Directions — Repeat, without any change, the entries presented below.

Extracted entries —
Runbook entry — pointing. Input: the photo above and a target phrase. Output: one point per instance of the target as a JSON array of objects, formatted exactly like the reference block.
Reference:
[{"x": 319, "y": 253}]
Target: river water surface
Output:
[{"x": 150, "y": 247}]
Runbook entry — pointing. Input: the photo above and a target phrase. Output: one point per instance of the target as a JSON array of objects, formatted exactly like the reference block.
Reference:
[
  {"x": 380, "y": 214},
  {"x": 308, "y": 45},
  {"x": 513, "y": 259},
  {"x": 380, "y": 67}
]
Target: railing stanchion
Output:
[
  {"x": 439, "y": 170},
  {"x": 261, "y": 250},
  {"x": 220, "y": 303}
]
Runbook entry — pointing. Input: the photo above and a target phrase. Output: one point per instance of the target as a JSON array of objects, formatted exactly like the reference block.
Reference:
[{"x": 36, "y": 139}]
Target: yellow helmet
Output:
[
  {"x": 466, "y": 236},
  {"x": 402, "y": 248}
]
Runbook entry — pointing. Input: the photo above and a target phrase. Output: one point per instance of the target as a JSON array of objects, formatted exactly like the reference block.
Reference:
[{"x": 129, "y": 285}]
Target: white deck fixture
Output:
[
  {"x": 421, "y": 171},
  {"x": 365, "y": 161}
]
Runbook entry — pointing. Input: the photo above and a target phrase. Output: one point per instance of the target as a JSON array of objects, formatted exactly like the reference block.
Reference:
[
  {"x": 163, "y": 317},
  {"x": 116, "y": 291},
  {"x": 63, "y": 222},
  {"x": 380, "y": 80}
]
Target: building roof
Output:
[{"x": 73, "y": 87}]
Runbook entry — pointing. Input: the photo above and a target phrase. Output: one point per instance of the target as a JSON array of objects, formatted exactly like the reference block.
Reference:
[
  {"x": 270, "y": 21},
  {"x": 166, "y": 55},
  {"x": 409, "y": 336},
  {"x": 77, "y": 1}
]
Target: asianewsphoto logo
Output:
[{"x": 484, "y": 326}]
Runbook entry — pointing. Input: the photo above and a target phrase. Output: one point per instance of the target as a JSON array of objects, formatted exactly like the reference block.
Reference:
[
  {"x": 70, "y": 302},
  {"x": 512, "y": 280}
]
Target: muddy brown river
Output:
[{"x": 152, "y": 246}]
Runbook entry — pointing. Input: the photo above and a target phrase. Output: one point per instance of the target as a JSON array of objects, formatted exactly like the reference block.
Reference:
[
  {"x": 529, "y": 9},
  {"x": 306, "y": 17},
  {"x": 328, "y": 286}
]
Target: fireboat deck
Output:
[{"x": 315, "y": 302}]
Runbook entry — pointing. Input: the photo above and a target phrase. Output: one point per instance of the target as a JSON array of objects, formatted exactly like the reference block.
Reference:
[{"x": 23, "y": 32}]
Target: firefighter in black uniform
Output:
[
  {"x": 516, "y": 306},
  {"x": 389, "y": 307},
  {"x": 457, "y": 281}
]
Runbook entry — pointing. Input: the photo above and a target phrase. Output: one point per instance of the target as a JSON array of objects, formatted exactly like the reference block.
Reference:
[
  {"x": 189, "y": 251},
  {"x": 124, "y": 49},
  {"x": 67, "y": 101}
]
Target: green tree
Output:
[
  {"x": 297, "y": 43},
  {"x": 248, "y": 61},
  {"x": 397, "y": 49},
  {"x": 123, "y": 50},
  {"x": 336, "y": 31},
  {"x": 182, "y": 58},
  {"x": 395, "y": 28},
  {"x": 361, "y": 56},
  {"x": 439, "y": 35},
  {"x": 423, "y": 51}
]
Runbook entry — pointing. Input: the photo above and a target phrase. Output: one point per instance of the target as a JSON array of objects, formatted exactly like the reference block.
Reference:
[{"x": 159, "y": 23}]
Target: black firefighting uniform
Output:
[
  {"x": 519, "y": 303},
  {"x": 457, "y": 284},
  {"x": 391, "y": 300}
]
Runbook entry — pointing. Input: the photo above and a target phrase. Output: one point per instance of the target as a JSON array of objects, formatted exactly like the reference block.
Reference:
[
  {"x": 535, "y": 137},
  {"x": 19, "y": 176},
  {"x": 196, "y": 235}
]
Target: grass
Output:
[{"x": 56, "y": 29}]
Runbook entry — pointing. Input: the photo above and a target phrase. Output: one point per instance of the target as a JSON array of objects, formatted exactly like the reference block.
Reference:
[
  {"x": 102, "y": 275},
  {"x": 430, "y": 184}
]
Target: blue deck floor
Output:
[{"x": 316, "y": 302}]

Output below —
Runbook entry — pointing. Input: the photo above and a target phrase. Output: one point per instance of the target as a JSON array of objects, formatted exactly like the reference block.
Reference:
[{"x": 319, "y": 253}]
Target: river water surface
Output:
[{"x": 150, "y": 247}]
Runbook entry — pointing. Input: the photo above and a target phrase. Output: one point per instance of the target as a JSON array of objects, formatted exactly like the reference block.
Reference:
[
  {"x": 380, "y": 214},
  {"x": 308, "y": 45},
  {"x": 513, "y": 259},
  {"x": 380, "y": 67}
]
Target: railing stanchion
Output:
[
  {"x": 439, "y": 170},
  {"x": 261, "y": 250},
  {"x": 220, "y": 303}
]
Runbook entry — pointing. Input: the photo above and a target phrase. Output: one point per instance of the target as a JSON array of objects, formatted exactly like the reference block.
Reference:
[{"x": 36, "y": 139}]
Target: yellow helmet
Output:
[
  {"x": 466, "y": 236},
  {"x": 402, "y": 248}
]
Runbook entry — pointing. Input: the photo above and a target phrase. Output: one point per instance of the target as a JSON array of objects, formatted exactly like the reference block.
Reference:
[{"x": 129, "y": 285}]
Target: white deck fixture
Output:
[
  {"x": 421, "y": 171},
  {"x": 365, "y": 161}
]
Runbook entry — pointing. Input: the photo above and a target phrase. Output: one point per instance of the target as a JSON array of objects, formatted exactly like the reference block.
Reference:
[
  {"x": 163, "y": 317},
  {"x": 116, "y": 291},
  {"x": 63, "y": 222},
  {"x": 380, "y": 80}
]
Target: building roof
Output:
[{"x": 73, "y": 87}]
Runbook entry — pointing. Input: the photo above and a target phrase. Output: one point per instance of the target as a JSON array of objects, formatted exactly like the reference block.
Reference:
[
  {"x": 270, "y": 21},
  {"x": 166, "y": 55},
  {"x": 409, "y": 336},
  {"x": 77, "y": 1}
]
Target: asianewsphoto logo
Output:
[{"x": 484, "y": 326}]
Runbook entry — pointing. Input: the photo above and a target phrase. Output: one point per instance of the target as a JSON array of objects, formatted exactly like the reference block.
Reference:
[
  {"x": 70, "y": 302},
  {"x": 512, "y": 280}
]
Target: muddy brown river
Output:
[{"x": 152, "y": 246}]
Runbook entry — pointing. Input: the photo above and a target phrase. Output: one point per instance of the target as a JSON array of objects, formatted exactly like the reference block.
Reference:
[
  {"x": 529, "y": 9},
  {"x": 306, "y": 17},
  {"x": 328, "y": 286}
]
Target: fireboat deck
Output:
[{"x": 315, "y": 302}]
Runbook entry — pointing. Input: the photo above and a target phrase. Output: one point per instance of the target as a JSON array of objects, formatted exactly like the reference block.
Reference:
[{"x": 23, "y": 32}]
Target: firefighter in black uniform
Output:
[
  {"x": 516, "y": 306},
  {"x": 389, "y": 307},
  {"x": 457, "y": 281}
]
Runbook entry — pointing. Input: the photo above and a target phrase. Output: one point per instance of the target as a JSON array of objects, formatted exactly like the reference block.
Reference:
[
  {"x": 189, "y": 251},
  {"x": 124, "y": 49},
  {"x": 67, "y": 101}
]
Target: green tree
Output:
[
  {"x": 297, "y": 43},
  {"x": 248, "y": 61},
  {"x": 397, "y": 49},
  {"x": 123, "y": 50},
  {"x": 336, "y": 31},
  {"x": 182, "y": 58},
  {"x": 395, "y": 28},
  {"x": 361, "y": 56},
  {"x": 439, "y": 35},
  {"x": 423, "y": 51}
]
Runbook entry — pointing. Input: the photo above and a target phrase. Output: one point per instance of the target as a JSON array of objects, formatted exactly like the reference block.
Reference:
[{"x": 159, "y": 23}]
Target: black firefighting uniform
Output:
[
  {"x": 519, "y": 303},
  {"x": 457, "y": 284},
  {"x": 391, "y": 300}
]
Runbook entry — pointing. Input: the photo above and a target phrase. Output: one point per instance of the target as a JSON array of objects, formatted exactly like the reference block.
Reference:
[
  {"x": 535, "y": 137},
  {"x": 19, "y": 176},
  {"x": 196, "y": 235}
]
Target: grass
Output:
[{"x": 56, "y": 29}]
Runbook entry — pointing. Input: the photo above and a target phrase. Output: one point per instance of the target as a JSON array of objects, formatted exactly like the reference block.
Reference:
[
  {"x": 102, "y": 275},
  {"x": 430, "y": 184}
]
Target: blue deck floor
Output:
[{"x": 316, "y": 302}]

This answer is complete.